Text provided:

|---|

July 6, 2011
Soy futures on the Dalian Commodity Exchange (DCE) extended gains Tuesday (Jul 5) in the second day of a technical rebound, but advances were capped by a strong dollar as investors were still wary of Europe's sovereign-debt problems.
The benchmark January soy contract settled 0.3% higher at RMB4,439 (US$686)/tonne.
The USDA's bullish soy acreage report, released at the end of June, is underpinning soy prices, after being ignored in previous sessions as the market focused on bearish corn acreage data, analysts said.
However, this year's domestic output is expected to fall sharply as a result of reduced acreage. The underlying assets of DCE No. 1 soy contracts are domestically grown, genetically unmodified soy.
Soy area this year is likely to fall 6.8% to 8.2 million hectares, while output is expected to drop 7.9% to 14 million tonnes, the state-controlled China National Grain & Oils Information Centre said in its May estimate.
Edible oil prices are expected to be firm after being oversold during the recent slump in crude oil prices, but still under pressure, as stabilizing prices remains the government's top priority, analysts said.
The strength of the dollar weighed on commodities markets broadly, reflecting a general decrease in appetite for risky assets, and the negative effect on sentiment toward global benchmark contracts denominated in dollars.

|---|

Study material:
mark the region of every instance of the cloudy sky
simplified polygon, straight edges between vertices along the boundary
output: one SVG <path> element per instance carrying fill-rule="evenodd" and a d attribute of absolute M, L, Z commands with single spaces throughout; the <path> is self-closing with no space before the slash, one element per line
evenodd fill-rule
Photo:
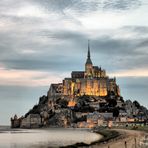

|---|

Problem statement: List every percentage figure in the soy futures report, and say what each one describes. The material has nothing to do with the soy futures report.

Exercise answer:
- 0.3%: the rise in the benchmark January soy contract, which settled at RMB4,439 (US$686)/tonne.
- 6.8%: the expected fall in soy area this year, to 8.2 million hectares.
- 7.9%: the expected drop in soy output, to 14 million tonnes.